## TAREFAS DO EXERCÍCIO
1 – No texto sobre o Dicionário de teatro de Ubiratan Teixeira, qual ator interpretou o Fantasma da ópera lembrado pelo autor?
2 – Escreva a continuação do texto sobre o Dicionário de teatro de Ubiratan Teixeira, começando logo após a última frase.

## TRECHO DO TEXTO

______________________________

Os bastidores onde se desenrola essa ação são aqui abertos e postos à mostra como espelhos da corporeidade mais extremada e com a competência de uma restauradora cirurgia plástica, de minúcia impressiva, a que não falta a incisão exata no tecido do glossário utilizado.
Prova disso é a afortunada indignação com que Ubiratan Teixeira não há muito fustigou, defendendo o templo que lhe é sagrado, aqueles que, por força de um solipsismo mais que redutor, lhe atribuíram propositalmente falhas, por não saberem que ele, além da consistente cultura teatral, absorve e considera o Teatro como a verdadeira transparência do Ser, algo à maneira kierkgaardiana, abrindo-lhe as cortinas para um palco onde possa monologar dialogicamente com a própria divindade.
Não escamoteando o ser-em-si, na interioridade que lhe internaliza as emoções, Ubiratan Teixeira, criador de algumas obras-primas do conto brasileiro contemporâneo, consegue desdobrar-se neste Dicionário de teatro, na sua condição de autor-ator, espectador e intérprete do palco mundi que, para ele, é o proscênio ainda provinciano de nossa São Luís do Maranhão.
Diríamos, após a leitura deste livro, que a arte teatral não possui nenhum segredo para Ubiratan Teixeira, este escafandrista a lembrar-nos curiosamente, para nós que fomos apaixonados cinéfilos no tempo em que o Teatro Artur Azevedo era também cinema, aquele Fantasma da ópera, interpretado por Claude Rains, ou o torturado Hamlet, interpretado por Sir Laurence Olivier, cumprindo a vingança pelo assassinato do pai.

______________________________

## DADOS PARA ANÁLISE
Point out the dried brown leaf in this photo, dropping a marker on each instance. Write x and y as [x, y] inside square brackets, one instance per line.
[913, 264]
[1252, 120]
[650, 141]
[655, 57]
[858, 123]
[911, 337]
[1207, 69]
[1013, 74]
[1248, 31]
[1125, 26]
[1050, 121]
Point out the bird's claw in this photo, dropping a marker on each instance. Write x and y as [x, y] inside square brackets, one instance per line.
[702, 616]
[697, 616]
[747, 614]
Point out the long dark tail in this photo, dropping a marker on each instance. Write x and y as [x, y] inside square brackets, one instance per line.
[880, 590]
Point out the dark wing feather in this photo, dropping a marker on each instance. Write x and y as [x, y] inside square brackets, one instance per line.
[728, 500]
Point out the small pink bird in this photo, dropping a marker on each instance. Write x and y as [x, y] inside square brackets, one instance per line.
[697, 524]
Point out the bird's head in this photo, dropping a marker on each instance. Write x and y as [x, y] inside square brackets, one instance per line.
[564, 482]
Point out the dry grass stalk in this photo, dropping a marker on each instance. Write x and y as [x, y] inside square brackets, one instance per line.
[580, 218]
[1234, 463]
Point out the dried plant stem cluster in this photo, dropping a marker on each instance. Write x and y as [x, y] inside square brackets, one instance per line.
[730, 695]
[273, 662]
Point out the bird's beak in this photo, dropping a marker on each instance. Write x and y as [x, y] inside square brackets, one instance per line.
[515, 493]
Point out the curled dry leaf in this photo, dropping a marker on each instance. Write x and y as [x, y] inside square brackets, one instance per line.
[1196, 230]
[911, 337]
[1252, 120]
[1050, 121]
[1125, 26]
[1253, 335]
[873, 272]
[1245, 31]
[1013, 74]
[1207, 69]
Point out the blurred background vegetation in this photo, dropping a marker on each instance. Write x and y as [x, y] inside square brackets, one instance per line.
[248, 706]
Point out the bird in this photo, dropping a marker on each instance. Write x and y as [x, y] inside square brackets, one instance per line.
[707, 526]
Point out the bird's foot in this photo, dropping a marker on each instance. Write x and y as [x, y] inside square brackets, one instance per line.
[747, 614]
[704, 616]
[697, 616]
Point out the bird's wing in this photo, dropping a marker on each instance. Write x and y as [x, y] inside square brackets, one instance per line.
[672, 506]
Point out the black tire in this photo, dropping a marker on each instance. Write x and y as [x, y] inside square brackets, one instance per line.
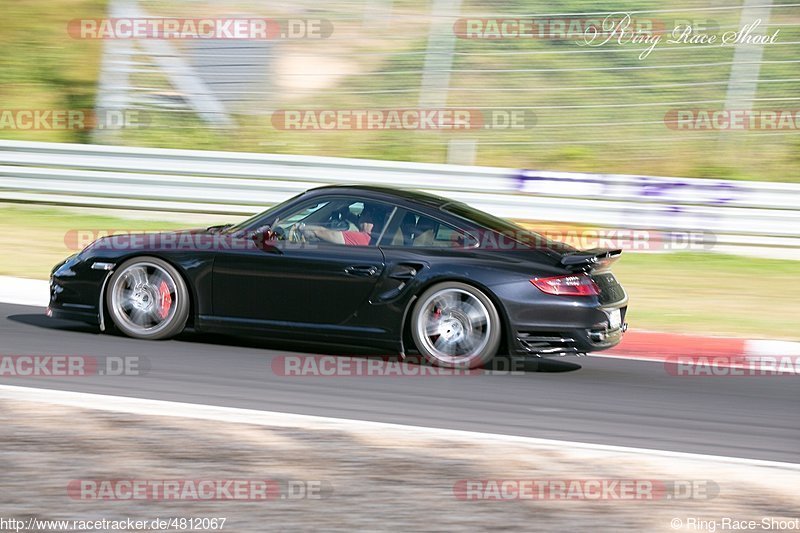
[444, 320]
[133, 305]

______________________________

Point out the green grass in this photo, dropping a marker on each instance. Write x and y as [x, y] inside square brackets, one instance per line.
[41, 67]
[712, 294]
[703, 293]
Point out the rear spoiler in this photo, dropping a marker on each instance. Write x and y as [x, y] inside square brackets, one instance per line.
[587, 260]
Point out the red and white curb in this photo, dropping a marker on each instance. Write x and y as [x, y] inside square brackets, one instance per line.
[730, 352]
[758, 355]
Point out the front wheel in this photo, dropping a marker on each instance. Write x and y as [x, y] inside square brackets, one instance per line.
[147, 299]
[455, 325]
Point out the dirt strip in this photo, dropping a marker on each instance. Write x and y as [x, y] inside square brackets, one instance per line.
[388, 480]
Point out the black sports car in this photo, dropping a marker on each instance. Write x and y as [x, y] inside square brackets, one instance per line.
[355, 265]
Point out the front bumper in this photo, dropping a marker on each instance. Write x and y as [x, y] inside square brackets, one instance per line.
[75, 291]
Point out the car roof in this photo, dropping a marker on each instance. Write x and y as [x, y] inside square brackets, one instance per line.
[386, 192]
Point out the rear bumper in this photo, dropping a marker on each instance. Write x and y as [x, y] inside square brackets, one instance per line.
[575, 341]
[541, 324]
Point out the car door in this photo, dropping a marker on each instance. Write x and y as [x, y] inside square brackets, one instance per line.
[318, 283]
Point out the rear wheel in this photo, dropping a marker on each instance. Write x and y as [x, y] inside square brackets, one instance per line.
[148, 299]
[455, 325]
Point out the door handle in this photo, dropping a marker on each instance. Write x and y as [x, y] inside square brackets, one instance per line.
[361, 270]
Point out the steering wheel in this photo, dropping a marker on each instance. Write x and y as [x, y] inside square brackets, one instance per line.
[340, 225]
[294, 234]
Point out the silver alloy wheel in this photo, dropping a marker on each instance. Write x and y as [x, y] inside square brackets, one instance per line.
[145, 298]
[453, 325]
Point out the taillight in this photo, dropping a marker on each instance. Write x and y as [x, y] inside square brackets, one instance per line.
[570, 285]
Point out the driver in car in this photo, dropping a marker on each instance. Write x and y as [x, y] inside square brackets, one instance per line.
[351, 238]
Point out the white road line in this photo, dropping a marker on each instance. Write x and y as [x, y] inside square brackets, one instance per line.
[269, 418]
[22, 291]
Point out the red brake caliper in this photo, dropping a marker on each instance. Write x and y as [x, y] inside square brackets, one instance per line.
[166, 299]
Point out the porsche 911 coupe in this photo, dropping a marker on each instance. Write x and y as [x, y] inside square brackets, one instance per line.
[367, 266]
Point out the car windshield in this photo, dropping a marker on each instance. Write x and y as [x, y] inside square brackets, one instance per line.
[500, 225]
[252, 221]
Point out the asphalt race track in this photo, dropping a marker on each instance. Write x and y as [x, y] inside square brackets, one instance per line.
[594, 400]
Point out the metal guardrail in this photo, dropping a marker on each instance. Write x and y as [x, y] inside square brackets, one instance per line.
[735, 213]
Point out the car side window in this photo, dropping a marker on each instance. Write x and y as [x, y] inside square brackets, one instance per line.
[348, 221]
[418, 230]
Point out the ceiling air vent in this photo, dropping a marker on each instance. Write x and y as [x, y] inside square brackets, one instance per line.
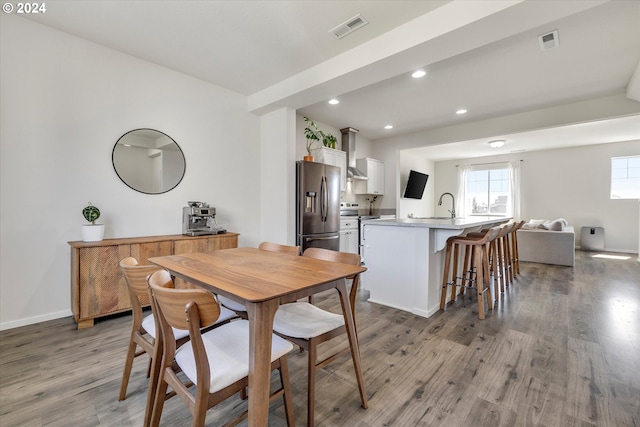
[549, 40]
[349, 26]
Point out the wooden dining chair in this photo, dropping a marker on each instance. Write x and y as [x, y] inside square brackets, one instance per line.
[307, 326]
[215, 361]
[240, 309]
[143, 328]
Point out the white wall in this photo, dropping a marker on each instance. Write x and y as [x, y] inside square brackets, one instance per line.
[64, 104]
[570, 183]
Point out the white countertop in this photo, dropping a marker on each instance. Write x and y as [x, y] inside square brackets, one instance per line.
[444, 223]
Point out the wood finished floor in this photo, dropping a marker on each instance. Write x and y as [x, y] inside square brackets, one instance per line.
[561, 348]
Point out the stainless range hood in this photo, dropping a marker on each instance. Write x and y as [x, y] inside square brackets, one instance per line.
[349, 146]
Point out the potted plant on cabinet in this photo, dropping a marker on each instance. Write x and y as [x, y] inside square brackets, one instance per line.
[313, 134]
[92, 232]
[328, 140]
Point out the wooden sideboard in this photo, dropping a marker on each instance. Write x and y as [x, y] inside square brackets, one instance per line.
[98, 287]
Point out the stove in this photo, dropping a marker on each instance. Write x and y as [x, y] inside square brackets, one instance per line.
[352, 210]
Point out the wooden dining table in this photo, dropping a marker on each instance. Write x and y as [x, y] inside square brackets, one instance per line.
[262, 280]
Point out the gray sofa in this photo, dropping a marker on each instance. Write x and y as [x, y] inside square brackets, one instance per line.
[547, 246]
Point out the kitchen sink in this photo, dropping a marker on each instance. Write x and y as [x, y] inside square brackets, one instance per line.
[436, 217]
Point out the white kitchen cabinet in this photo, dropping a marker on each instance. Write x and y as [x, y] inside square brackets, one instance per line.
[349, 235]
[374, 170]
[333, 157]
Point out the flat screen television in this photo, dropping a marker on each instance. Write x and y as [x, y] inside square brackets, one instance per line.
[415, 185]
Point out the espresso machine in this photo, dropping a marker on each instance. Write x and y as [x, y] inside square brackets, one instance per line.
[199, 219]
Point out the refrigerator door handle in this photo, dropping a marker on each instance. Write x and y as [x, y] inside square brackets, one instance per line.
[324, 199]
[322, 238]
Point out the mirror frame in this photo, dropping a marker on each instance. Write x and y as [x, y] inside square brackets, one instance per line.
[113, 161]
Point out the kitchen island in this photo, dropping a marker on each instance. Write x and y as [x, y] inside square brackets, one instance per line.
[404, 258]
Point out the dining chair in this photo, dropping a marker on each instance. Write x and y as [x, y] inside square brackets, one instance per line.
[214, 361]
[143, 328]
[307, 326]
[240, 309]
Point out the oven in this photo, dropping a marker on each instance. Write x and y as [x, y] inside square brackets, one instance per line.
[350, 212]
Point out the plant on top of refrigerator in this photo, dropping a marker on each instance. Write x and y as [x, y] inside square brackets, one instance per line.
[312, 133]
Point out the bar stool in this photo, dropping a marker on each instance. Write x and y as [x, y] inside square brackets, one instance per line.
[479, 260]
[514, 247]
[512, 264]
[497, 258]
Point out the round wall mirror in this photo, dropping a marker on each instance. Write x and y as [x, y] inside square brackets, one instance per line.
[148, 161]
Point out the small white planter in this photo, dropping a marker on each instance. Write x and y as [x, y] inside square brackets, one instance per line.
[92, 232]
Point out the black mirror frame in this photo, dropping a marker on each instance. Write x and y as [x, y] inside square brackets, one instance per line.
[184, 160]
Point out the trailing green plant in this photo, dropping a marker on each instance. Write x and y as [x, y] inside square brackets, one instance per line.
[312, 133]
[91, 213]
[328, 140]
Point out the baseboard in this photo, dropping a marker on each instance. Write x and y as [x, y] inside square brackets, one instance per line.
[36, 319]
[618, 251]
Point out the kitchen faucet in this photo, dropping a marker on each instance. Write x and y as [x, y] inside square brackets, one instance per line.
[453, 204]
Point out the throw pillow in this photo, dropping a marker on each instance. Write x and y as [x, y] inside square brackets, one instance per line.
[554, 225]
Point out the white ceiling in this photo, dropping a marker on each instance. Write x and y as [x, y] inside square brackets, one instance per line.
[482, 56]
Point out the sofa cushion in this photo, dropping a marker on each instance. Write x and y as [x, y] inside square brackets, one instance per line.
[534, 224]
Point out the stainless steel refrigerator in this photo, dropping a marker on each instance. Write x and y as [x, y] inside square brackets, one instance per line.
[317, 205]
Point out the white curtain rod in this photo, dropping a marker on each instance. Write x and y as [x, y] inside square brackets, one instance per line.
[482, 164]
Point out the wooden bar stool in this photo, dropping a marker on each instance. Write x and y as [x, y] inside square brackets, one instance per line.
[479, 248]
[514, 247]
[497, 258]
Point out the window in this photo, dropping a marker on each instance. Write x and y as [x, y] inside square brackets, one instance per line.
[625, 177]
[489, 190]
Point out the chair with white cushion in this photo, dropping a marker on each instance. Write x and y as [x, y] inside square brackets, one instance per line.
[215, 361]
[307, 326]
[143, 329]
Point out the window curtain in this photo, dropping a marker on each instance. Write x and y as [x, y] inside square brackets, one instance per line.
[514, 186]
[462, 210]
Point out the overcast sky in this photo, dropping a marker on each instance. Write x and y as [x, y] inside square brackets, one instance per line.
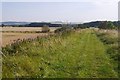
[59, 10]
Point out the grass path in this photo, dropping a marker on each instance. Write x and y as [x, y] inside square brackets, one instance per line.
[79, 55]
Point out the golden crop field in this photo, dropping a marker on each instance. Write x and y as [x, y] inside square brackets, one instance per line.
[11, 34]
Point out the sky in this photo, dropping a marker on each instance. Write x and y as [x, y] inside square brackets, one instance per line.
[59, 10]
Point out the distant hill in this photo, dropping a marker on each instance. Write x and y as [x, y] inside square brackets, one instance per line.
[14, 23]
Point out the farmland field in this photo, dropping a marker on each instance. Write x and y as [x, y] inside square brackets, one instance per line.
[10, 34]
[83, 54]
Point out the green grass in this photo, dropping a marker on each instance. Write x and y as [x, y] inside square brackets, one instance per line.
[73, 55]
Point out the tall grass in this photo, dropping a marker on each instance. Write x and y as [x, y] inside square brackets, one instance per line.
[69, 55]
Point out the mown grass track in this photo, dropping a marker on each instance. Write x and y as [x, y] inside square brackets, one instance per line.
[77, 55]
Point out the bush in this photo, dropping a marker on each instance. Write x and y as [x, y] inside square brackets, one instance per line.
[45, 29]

______________________________

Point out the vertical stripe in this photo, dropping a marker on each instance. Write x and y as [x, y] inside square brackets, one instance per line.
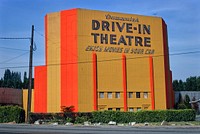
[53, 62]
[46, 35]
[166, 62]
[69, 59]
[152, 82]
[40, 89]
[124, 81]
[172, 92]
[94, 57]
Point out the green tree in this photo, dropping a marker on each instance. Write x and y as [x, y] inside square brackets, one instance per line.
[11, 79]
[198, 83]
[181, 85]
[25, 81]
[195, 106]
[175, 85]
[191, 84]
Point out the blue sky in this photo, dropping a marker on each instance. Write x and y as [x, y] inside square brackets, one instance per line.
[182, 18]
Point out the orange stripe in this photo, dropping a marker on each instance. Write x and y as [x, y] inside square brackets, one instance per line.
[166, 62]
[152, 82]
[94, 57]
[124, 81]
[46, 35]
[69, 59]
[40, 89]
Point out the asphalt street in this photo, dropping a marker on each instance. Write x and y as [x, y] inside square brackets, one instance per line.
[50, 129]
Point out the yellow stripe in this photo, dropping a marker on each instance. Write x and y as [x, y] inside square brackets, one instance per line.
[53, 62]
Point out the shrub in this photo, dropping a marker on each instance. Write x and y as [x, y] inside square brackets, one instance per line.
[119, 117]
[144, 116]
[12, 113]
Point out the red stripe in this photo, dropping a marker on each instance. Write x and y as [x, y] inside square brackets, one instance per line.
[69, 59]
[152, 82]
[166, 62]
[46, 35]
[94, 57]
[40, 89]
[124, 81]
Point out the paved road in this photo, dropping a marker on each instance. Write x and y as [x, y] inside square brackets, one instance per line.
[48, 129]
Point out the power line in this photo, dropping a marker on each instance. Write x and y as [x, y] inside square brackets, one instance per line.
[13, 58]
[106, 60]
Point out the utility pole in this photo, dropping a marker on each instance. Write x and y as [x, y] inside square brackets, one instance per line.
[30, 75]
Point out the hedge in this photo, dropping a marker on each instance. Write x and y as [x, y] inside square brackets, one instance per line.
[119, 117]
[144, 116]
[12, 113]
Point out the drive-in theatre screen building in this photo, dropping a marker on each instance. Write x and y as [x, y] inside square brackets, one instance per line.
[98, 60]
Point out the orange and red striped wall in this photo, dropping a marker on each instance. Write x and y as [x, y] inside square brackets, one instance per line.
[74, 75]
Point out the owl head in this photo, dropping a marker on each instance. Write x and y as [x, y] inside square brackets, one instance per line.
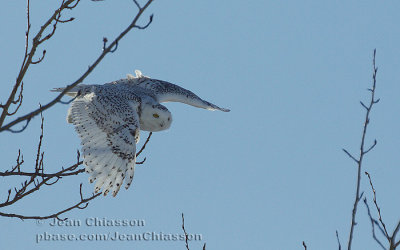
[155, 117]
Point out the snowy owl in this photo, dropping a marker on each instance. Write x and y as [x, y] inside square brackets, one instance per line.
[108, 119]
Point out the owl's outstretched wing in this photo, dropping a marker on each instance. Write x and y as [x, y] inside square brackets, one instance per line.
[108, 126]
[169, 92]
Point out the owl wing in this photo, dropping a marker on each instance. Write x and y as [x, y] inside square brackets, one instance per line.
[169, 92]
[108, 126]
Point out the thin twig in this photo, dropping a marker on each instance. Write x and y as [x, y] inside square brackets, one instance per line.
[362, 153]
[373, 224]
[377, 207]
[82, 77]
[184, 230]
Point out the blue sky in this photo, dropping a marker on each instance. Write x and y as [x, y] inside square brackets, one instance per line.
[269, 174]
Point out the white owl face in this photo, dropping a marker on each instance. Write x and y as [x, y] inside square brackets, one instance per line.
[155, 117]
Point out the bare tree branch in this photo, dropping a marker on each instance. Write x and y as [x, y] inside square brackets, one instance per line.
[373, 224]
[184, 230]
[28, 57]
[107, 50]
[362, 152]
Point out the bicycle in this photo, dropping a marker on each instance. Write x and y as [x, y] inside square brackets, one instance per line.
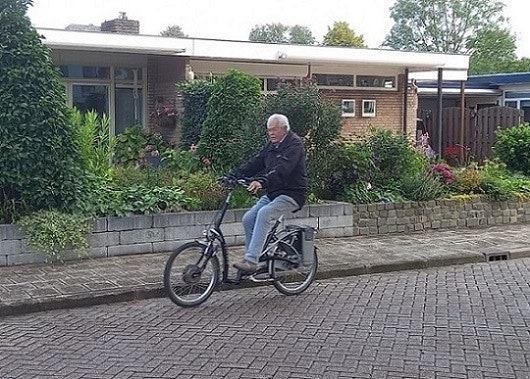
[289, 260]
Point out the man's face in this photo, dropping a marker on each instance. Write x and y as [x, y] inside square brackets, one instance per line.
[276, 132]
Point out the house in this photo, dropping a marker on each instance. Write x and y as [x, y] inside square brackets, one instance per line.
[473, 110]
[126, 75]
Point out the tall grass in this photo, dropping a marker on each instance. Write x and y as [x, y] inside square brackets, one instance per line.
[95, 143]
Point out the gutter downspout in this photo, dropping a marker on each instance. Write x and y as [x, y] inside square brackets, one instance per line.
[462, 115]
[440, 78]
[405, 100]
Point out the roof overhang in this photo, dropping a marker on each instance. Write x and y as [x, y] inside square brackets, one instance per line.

______________________________

## RESPOSTAS DAS TAREFAS
1 – Claude Rains.

2 –
Convém lembrar que o Teatro Artur Azevedo, de São Luís, pode servir de ponto de partida para qualquer estudo que se queira fazer da realidade cênica maranhense, nele confundida, através dos últimos 50 anos, com os espetáculos ali realizados (alguns deles pelo próprio Ubiratan) no espaço de um palco e diante de um ciclorama a confundir-se naquele tempo com a tela cinematográfica
Lembramos, por exemplo, do impacto que nos causou Sérgio Cardoso no papel de Hamlet, encenado ali pelo Teatro do Estudante do Brasil, cujo paradigmal nome passou a ser conhecido do até então acanhado e satisfeito público frequentador da Casa de Apolônia Pinto. E mais: aqui já havia, para contrabalançar esse provincianismo cultural, um pequeno grupo de escritores católicos, tendo à frente o depois padre João Mohana, secundado por Ubiratan Teixeira e poucos outros, que se propunha, com seriedade, talento e propósito modernista, à revitalização do nosso Teatro, por meio de um enfoque dado sobretudo aos textos movidos pela problemática religiosa de um Claudel, Ghéon, Bernanos e muitos outros.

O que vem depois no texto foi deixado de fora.